* begin TASK INPUTS *

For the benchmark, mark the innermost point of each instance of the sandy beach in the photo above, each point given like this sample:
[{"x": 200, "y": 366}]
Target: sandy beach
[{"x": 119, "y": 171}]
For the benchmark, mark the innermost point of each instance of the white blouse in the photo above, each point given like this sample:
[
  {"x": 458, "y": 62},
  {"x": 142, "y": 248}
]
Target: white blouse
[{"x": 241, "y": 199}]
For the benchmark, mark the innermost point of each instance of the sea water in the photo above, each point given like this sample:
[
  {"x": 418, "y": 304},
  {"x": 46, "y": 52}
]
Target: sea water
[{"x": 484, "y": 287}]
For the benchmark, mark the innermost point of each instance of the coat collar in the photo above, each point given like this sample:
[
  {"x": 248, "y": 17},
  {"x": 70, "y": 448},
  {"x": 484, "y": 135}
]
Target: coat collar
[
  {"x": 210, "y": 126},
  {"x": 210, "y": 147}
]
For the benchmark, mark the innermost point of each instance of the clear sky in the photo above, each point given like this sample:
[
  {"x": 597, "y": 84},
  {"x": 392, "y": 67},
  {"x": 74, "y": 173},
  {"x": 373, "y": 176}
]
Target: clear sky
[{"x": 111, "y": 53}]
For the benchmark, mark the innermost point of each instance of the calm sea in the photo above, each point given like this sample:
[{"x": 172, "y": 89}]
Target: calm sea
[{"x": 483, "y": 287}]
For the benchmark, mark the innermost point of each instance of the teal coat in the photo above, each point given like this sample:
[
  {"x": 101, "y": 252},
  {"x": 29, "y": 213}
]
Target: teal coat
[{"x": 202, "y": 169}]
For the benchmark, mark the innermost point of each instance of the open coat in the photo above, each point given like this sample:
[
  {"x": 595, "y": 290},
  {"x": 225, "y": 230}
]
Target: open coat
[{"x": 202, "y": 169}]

* end TASK INPUTS *

REQUIREMENTS: Reproduce the data from the line containing "of the coat" through the end of the data, substituting "center point" for "innermost point" and leaving everything else unchanged.

RIGHT ANSWER:
For the benchmark, mark the center point of each instance of the coat collar in the photo above, each point given like this sample:
[
  {"x": 248, "y": 17},
  {"x": 70, "y": 448},
  {"x": 484, "y": 135}
]
Target: coat collar
[
  {"x": 210, "y": 126},
  {"x": 210, "y": 147}
]
For the benchmark, mark the center point of each instance of the clear sky in the photo above, each point given like this sample:
[
  {"x": 597, "y": 84},
  {"x": 392, "y": 67},
  {"x": 74, "y": 173},
  {"x": 373, "y": 176}
]
Target: clear sky
[{"x": 111, "y": 53}]
For the benchmark, mark the center point of each instance of the calm sea in the photo above, each point given like this sample:
[{"x": 172, "y": 89}]
Target: calm sea
[{"x": 483, "y": 287}]
For the benchmark, mark the center point of each instance of the teal coat in the photo above, each point given like this sample:
[
  {"x": 101, "y": 252},
  {"x": 29, "y": 213}
]
Target: teal coat
[{"x": 202, "y": 169}]
For the benchmark, mark the center point of each instance of the open coat in the photo above, each point given like this sample:
[
  {"x": 595, "y": 290},
  {"x": 225, "y": 230}
]
Target: open coat
[{"x": 202, "y": 169}]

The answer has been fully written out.